What is being asked: Pick every line out of the entries below that holds the string "pink", and report them.

(Items listed in a dataset)
####################
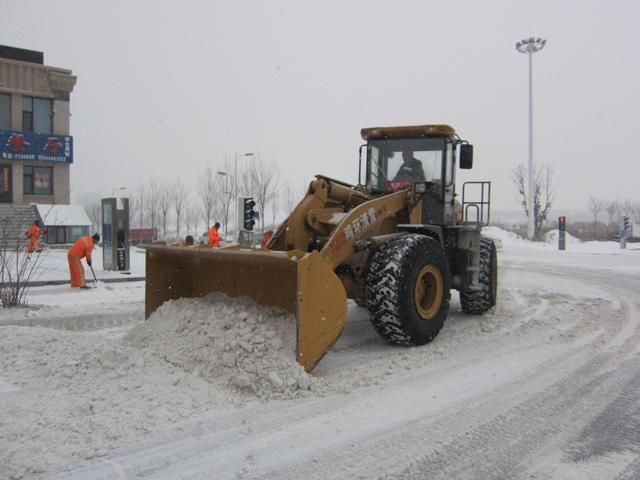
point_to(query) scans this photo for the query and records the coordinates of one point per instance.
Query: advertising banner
(39, 147)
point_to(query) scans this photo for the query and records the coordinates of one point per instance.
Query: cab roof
(410, 131)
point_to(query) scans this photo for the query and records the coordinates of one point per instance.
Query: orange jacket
(82, 248)
(214, 237)
(34, 232)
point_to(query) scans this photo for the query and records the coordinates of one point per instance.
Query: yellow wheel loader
(396, 243)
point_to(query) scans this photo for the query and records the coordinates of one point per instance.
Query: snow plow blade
(297, 282)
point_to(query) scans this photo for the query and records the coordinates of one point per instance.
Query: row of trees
(177, 208)
(543, 194)
(613, 212)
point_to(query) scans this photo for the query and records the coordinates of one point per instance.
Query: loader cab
(398, 163)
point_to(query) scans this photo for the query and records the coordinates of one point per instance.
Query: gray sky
(165, 87)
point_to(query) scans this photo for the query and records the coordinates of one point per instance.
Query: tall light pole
(226, 192)
(117, 189)
(235, 188)
(531, 46)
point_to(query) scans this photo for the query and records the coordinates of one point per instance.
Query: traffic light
(562, 224)
(248, 213)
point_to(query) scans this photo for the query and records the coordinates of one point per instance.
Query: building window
(5, 111)
(38, 180)
(37, 115)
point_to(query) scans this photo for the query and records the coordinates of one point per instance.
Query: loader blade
(300, 283)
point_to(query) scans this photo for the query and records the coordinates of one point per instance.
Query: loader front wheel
(408, 290)
(479, 301)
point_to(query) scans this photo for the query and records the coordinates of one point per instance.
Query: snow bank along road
(545, 386)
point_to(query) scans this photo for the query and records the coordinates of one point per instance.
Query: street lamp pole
(235, 189)
(531, 46)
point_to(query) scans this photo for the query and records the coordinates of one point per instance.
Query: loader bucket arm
(300, 283)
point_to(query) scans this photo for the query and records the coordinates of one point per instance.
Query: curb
(45, 283)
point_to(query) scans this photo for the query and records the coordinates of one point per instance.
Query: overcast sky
(166, 87)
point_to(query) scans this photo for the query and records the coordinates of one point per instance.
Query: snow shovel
(95, 279)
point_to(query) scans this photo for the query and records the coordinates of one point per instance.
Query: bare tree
(542, 193)
(164, 204)
(595, 206)
(152, 203)
(17, 266)
(206, 192)
(636, 214)
(275, 207)
(225, 193)
(180, 197)
(137, 206)
(264, 177)
(191, 216)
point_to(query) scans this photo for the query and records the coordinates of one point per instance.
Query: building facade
(36, 150)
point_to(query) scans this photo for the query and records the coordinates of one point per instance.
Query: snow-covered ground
(543, 386)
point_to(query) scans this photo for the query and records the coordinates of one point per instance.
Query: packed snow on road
(544, 385)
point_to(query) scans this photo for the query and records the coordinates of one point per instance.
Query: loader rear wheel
(408, 290)
(479, 301)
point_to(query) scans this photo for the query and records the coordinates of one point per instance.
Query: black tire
(408, 290)
(479, 301)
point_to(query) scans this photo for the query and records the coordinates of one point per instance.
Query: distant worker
(33, 234)
(214, 236)
(82, 248)
(411, 169)
(187, 242)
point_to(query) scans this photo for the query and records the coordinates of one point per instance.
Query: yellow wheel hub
(428, 292)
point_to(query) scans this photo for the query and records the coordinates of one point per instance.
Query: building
(64, 224)
(36, 150)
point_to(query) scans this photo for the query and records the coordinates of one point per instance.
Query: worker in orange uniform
(82, 248)
(33, 234)
(214, 236)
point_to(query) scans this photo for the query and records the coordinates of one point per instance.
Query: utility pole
(531, 46)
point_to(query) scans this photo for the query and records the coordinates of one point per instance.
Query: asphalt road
(545, 387)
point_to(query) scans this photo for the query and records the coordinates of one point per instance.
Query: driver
(411, 168)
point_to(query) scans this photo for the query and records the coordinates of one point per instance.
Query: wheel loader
(396, 243)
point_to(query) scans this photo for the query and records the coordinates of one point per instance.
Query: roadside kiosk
(115, 234)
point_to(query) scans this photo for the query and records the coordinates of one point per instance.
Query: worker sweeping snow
(81, 249)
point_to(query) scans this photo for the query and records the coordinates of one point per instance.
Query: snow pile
(504, 236)
(81, 394)
(235, 341)
(552, 237)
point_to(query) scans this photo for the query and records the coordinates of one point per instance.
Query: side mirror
(466, 156)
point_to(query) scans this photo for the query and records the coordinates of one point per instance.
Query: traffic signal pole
(562, 229)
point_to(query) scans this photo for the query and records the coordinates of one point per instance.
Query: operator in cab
(411, 169)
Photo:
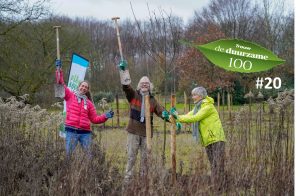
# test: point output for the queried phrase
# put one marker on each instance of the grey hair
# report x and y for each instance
(201, 91)
(142, 80)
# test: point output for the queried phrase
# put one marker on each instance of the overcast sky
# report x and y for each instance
(106, 9)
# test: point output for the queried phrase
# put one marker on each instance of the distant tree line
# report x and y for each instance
(151, 47)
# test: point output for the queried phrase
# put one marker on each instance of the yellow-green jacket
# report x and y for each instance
(210, 126)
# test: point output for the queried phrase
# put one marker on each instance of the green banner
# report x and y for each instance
(239, 55)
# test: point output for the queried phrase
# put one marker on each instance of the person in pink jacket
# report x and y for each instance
(80, 112)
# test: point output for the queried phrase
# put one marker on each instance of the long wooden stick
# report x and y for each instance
(185, 108)
(173, 141)
(118, 36)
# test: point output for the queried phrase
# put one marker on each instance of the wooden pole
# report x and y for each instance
(185, 108)
(118, 113)
(228, 104)
(219, 102)
(173, 141)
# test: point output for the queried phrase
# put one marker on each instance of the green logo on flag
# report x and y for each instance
(239, 55)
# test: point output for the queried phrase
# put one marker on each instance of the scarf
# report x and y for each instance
(195, 125)
(79, 97)
(142, 119)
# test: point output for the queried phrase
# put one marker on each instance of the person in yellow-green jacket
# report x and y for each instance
(207, 128)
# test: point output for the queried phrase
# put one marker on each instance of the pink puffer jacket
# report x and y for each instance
(79, 117)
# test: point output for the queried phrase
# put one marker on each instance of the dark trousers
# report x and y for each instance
(216, 156)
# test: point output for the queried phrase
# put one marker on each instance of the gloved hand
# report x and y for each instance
(174, 113)
(178, 126)
(59, 76)
(122, 65)
(165, 114)
(109, 114)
####################
Exercise solution:
# put one marker on each instance of the person in pink jacket
# put one marker on each instance of the pink puffer jacket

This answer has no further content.